PROBLEM DETAILS: Transcribe, word for word, every record in the data below.

SOURCE MATERIAL:
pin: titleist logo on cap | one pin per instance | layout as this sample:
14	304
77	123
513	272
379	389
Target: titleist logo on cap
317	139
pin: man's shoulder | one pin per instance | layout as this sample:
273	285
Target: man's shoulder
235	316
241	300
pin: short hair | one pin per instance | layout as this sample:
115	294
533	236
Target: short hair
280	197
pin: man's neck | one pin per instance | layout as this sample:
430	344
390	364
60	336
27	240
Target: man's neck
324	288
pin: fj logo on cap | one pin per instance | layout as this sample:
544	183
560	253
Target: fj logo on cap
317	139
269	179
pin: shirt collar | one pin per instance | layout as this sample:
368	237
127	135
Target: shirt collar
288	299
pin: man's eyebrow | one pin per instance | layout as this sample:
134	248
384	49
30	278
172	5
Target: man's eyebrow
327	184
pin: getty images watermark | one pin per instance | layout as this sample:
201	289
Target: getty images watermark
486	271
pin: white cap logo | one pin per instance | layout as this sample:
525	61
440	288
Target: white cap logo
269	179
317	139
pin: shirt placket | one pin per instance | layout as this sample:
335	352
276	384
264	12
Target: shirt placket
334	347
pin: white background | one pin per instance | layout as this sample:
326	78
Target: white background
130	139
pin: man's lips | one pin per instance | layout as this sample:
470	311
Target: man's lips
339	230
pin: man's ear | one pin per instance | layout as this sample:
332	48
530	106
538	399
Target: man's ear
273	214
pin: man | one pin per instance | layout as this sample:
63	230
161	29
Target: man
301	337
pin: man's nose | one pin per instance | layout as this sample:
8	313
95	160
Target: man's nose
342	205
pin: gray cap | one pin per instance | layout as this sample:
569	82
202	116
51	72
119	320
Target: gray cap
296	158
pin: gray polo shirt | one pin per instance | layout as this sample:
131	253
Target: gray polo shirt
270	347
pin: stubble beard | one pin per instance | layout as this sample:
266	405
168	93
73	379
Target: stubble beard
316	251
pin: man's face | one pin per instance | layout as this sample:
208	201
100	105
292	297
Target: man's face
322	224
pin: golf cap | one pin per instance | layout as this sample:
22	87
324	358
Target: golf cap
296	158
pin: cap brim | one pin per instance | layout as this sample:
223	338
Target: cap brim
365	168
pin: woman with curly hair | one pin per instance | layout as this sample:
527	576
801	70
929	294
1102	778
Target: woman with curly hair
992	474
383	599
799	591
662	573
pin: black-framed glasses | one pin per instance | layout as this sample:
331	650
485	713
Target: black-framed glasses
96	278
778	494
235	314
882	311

WRITTEN SOLUTION:
pin: titleist logo on cap | one pin per instance | layout as this sample:
14	304
77	123
513	272
379	389
Target: titleist logo on cap
317	139
pin: man's shoulder | one pin per instance | layout as this sample:
273	285
Target: man's shoulder
235	316
241	300
pin: short hair | one pin per instance | layout as this sample:
115	294
533	236
Target: short hair
280	197
pin: man's neck | one pin per instance | layout as this sample:
430	344
390	364
60	336
27	240
Target: man's neck
324	288
pin: fj logo on cap | one pin per instance | layout as this sample:
544	183
560	253
Target: fj logo on cap
317	139
269	179
pin: shirt collar | one pin per instance | layout as this sample:
368	237
127	135
Target: shirt collar
288	299
pin: man's eyebrow | one pin per instance | layout as this sample:
134	248
384	49
30	278
172	5
Target: man's eyebrow
327	184
pin: getty images watermark | one pin per instance | layout as this sample:
201	289
Target: getty images watermark
486	271
pin: white cap logo | one pin per instance | layout as this sample:
525	61
440	288
Target: white cap logo
269	179
317	139
pin: shirt placket | one pin per instance | layout as this sample:
335	352
276	384
264	12
Target: shirt placket
334	347
pin: white background | one pin per instance | layout as this sample:
326	78
Target: white background
130	139
pin: man's lips | one pin per instance | layout as this sample:
470	311
Target: man's lips
339	230
pin: man's ear | one pin per instance | layout as this sample:
332	48
530	106
538	399
Target: man's ear
273	214
pin: man | one pin per instance | layout as this sample:
63	230
161	29
Target: man
301	337
pin: man's nose | one pin per instance | layout as this sample:
8	313
95	160
Target: man's nose
342	205
pin: gray cap | one pin per instance | layout as this sample:
569	82
202	116
51	72
119	320
Target: gray cap
296	158
pin: gray polo shirt | one pin per instance | layout as this sample:
131	253
Target: gray polo shirt
270	347
pin: stubble beard | one pin per instance | layout as this sample:
266	405
168	93
73	379
Target: stubble beard
316	251
pin: man's face | one pin per instance | layout as this sample:
208	201
100	105
292	297
Target: man's face
322	224
pin: golf cap | one pin per instance | layout as this sample:
22	87
324	358
Target: golf cap
296	158
pin: cap brim | one pin per instance | layout as this sample:
223	338
Target: cap brim
365	168
pin: woman with curly hair | one pin per instance | layout as this sample:
527	576
801	70
929	294
1102	778
Target: woman with curly hair
992	474
383	599
799	591
662	573
pin: black-framed glasses | one pin per instance | layout as this sample:
331	650
485	713
Target: black-framed glasses
96	278
778	494
235	314
882	311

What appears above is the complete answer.